Labeled shape records:
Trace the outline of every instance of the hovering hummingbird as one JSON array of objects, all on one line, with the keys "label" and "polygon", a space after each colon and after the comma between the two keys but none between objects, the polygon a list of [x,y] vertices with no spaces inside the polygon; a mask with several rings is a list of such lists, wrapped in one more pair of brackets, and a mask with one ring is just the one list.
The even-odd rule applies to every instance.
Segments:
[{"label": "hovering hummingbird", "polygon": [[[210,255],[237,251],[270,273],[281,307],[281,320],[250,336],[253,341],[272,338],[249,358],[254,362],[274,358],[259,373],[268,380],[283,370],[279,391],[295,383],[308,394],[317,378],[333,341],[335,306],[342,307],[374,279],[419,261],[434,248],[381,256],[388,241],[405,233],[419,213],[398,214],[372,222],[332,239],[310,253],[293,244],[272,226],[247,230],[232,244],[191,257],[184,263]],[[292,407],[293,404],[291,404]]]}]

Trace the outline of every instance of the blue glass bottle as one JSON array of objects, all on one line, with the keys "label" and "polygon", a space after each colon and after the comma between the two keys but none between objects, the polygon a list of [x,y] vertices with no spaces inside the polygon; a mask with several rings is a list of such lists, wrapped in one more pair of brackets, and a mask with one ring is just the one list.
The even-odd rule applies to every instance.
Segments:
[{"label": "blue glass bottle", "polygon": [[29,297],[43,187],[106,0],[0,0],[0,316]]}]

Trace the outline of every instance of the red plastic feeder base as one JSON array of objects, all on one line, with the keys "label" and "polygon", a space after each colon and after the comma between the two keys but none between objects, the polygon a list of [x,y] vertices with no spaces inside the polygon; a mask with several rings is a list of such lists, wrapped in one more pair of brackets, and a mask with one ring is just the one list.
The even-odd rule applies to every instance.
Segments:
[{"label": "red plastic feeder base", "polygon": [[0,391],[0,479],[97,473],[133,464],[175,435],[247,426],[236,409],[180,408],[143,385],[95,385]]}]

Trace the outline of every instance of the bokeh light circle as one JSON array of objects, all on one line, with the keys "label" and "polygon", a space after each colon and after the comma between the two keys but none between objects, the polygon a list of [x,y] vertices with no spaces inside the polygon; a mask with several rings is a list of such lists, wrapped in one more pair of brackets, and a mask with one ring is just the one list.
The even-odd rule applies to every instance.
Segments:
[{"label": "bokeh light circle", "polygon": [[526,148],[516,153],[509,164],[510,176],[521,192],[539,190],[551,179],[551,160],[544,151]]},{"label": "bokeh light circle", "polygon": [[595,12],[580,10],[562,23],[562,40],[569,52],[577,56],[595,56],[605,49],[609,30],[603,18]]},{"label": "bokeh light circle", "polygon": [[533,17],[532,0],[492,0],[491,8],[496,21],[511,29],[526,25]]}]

---

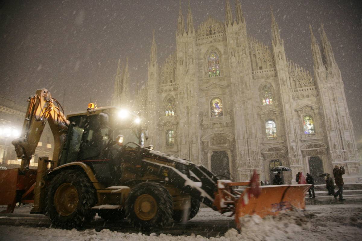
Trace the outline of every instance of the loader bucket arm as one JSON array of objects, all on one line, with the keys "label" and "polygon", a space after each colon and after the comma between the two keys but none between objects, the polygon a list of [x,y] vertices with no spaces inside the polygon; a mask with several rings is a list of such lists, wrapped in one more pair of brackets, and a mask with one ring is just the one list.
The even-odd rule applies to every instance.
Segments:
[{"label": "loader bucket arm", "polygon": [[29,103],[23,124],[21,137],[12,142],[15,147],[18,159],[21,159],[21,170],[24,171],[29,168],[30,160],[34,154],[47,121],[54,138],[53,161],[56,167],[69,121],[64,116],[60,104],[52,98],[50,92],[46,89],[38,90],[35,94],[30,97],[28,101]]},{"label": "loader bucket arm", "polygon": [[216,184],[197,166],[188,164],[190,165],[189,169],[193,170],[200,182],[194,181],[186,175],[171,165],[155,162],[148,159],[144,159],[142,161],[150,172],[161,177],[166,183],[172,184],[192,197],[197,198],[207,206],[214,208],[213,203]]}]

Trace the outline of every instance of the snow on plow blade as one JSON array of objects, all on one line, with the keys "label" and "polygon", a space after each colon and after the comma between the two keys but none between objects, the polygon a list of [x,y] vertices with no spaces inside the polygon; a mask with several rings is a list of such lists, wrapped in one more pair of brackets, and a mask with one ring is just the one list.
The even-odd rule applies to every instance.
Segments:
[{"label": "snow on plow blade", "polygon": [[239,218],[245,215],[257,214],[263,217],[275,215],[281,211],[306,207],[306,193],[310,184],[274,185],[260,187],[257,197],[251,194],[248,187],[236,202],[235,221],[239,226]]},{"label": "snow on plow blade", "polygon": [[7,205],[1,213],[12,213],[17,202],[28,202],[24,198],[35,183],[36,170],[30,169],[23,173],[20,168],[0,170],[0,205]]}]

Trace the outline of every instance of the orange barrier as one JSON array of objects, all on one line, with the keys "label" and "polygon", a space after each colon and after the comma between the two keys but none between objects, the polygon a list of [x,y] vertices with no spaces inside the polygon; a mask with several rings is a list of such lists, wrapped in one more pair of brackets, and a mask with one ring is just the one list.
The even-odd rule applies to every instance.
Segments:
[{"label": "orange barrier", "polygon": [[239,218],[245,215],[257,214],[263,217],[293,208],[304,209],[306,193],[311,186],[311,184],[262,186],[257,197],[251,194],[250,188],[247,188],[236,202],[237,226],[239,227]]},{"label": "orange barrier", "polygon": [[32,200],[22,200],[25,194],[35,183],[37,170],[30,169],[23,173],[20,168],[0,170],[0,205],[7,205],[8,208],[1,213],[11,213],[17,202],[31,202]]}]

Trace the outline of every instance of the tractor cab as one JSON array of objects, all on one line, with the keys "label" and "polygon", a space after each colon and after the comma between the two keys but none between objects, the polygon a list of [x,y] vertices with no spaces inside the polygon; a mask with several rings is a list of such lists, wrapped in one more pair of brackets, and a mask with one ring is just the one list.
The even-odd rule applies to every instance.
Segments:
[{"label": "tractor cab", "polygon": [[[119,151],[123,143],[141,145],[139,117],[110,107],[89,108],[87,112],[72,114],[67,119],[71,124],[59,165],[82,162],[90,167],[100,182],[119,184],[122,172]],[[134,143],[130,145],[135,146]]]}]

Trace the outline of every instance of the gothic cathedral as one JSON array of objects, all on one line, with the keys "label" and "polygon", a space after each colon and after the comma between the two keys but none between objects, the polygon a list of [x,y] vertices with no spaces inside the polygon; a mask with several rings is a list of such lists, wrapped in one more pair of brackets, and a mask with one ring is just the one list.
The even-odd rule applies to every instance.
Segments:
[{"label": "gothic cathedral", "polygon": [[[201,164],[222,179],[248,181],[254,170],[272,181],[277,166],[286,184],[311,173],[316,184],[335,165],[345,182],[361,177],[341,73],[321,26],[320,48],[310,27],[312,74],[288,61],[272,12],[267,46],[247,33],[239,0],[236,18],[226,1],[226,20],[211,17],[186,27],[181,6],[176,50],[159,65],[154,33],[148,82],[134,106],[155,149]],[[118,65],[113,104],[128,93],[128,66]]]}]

- Do this: Filter the rows above, keeping every line that contains the word "tractor". Copy each matching line in full.

- Correct response:
Trace the outline of every instance of the tractor cab as one JSON array of objects, all on one line, with the keys "label" and "polygon", a space after each colon and after the comma between the two keys but none between objects, the polygon a list of [x,y] vertices with no spaces inside the polygon; a mask with several rings is a list of such lists, wrapped in one more pair of brackets, and a mask with one ring is just the one list.
[{"label": "tractor cab", "polygon": [[[119,151],[123,143],[141,145],[139,117],[110,107],[89,108],[87,112],[72,114],[67,119],[71,124],[59,165],[82,162],[90,167],[100,182],[119,184],[122,172]],[[134,143],[130,145],[135,146]]]}]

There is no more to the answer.